CHALLENGES
**1.** Using the man-eating plant thread below, decide whether each statement agrees with it. Answer yes or no, and quote the words that settle it.
(a) The paint used was acrylic.
(b) The pot sits on top of the wooden dowel.
(c) The "dirt" in the pot was made from part of a comforter.
**2.** Repeat the part of the man-eating plant thread below starting with "Okay, so it's" and going on through "said a word.".
**3.** Answer these questions from the man-eating plant thread below.
(a) What color was the block of wood painted?
(b) What was the tongue on the big one made of?
(c) What was wrapped around the stalk as the final touch?

TEXT BLOCK

## Begin

# Man Eating Plant



## Dragonomine (Sep 28, 2008)

Okay, so it's ready for the finishing touches. I used acrylic paint. Green watered down a bit. Then spotted with the green not watered down then spotted with yellow watered paint. I painted the teeth white of course and added a tongue to the big one. (just painted paper) 

To the pot I used the same technique I did w/ the green coloring except in brown. Then when that was dried I watered down some black, painted it on, then dabbed it back off with a moist paper towel.

The wooden dowel was punched through the pot so the pot itself is sitting on the block of wood. I painted the wood green and then glued some spanish moss on it. I couldn't really tell if it was spanish or not. It never said a word.

To fill the pot up I cut up part of a dark mahogany comforter to fill it to the top with "dirt". Then I glued the moss around it. For the final touch I wrapped vines around the stalk and here it is! My masterpiece!!


----------



## halloweenjunkienick (Aug 8, 2009)

pretty neat


----------



## kelsey (Jul 16, 2008)

## End

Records
## Begin

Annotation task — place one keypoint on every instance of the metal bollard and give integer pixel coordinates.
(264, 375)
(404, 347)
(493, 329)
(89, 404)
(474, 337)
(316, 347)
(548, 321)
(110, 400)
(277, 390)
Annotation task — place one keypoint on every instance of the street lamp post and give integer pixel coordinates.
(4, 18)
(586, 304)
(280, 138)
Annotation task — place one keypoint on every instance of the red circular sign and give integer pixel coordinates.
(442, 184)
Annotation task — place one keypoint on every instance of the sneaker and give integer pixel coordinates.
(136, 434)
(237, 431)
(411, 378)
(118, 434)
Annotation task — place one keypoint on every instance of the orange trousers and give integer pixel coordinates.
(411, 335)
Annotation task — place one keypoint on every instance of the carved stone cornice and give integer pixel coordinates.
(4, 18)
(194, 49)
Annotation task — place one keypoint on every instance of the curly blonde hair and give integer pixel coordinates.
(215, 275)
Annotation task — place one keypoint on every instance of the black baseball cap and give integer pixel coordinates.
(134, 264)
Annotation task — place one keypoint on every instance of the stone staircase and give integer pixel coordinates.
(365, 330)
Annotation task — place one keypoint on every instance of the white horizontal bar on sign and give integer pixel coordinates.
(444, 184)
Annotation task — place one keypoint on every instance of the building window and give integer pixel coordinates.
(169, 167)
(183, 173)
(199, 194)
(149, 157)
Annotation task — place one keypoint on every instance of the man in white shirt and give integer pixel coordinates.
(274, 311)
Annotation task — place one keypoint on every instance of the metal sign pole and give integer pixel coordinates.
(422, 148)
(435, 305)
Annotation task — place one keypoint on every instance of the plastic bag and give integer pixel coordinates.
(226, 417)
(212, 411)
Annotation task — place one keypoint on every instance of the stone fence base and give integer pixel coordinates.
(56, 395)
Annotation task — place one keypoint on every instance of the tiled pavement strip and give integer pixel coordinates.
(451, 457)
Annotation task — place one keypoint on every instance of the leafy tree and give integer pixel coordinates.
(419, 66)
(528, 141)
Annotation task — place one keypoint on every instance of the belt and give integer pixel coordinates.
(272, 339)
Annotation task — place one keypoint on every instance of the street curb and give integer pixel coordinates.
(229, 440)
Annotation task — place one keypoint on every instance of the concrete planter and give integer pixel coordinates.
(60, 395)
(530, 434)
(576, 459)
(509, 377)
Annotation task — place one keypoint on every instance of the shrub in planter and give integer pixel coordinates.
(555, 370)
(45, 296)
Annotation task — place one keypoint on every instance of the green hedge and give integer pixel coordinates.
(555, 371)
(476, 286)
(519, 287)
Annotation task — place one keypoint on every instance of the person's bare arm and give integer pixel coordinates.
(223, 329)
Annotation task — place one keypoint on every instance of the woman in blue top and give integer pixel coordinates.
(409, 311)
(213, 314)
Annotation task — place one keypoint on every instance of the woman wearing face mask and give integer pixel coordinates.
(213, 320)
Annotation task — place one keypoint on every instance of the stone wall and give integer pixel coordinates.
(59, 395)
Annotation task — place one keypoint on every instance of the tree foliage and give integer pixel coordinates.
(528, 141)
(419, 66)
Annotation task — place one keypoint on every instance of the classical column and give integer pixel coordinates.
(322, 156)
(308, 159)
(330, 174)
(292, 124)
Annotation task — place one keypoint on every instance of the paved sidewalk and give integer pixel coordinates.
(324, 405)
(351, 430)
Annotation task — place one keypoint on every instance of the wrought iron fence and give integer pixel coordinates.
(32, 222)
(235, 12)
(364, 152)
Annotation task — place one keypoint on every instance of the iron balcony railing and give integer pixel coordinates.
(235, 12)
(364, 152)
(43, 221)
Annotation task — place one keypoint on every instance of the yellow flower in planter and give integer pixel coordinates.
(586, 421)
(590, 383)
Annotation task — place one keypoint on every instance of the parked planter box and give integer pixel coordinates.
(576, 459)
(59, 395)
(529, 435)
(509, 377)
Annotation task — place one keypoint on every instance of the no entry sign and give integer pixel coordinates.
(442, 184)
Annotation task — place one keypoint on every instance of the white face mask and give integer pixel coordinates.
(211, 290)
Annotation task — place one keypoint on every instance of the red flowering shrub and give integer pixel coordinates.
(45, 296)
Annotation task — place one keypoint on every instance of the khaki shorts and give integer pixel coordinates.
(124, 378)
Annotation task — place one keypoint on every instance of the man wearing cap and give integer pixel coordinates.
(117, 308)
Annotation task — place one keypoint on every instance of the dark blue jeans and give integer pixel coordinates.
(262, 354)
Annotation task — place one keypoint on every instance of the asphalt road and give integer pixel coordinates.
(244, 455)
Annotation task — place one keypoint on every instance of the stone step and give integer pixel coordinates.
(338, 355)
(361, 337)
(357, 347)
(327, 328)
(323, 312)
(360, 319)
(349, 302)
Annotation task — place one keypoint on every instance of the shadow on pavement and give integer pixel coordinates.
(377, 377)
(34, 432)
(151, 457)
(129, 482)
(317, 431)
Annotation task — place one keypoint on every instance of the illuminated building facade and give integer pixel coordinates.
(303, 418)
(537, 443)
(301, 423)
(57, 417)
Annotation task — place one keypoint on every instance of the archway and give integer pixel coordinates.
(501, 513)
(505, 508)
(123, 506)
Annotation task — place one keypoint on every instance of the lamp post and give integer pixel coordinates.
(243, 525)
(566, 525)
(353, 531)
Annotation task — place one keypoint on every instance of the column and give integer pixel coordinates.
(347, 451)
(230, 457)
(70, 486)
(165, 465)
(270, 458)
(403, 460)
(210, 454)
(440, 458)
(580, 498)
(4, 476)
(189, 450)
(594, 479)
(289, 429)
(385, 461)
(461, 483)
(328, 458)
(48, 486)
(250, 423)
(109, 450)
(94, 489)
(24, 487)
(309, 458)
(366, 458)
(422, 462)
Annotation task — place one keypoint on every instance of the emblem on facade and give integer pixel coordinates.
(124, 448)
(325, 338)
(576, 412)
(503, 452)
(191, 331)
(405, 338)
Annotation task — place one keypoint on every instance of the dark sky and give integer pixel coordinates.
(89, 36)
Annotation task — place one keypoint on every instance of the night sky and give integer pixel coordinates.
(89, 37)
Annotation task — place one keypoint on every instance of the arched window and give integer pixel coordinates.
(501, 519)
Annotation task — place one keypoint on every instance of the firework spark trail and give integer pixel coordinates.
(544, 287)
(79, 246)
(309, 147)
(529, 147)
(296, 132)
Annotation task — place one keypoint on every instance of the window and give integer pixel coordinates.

## End

THE SOLUTIONS
**1.**
(a) Yes: "I used acrylic paint."
(b) No: "The wooden dowel was punched through the pot so the pot itself is sitting on the block of wood."
(c) Yes: "I cut up part of a dark mahogany comforter to fill it to the top with "dirt"."

**2.**
Okay, so it's ready for the finishing touches. I used acrylic paint. Green watered down a bit. Then spotted with the green not watered down then spotted with yellow watered paint. I painted the teeth white of course and added a tongue to the big one. (just painted paper) 

To the pot I used the same technique I did w/ the green coloring except in brown. Then when that was dried I watered down some black, painted it on, then dabbed it back off with a moist paper towel.

The wooden dowel was punched through the pot so the pot itself is sitting on the block of wood. I painted the wood green and then glued some spanish moss on it. I couldn't really tell if it was spanish or not. It never said a word.

**3.**
(a) Green.
(b) Painted paper.
(c) Vines.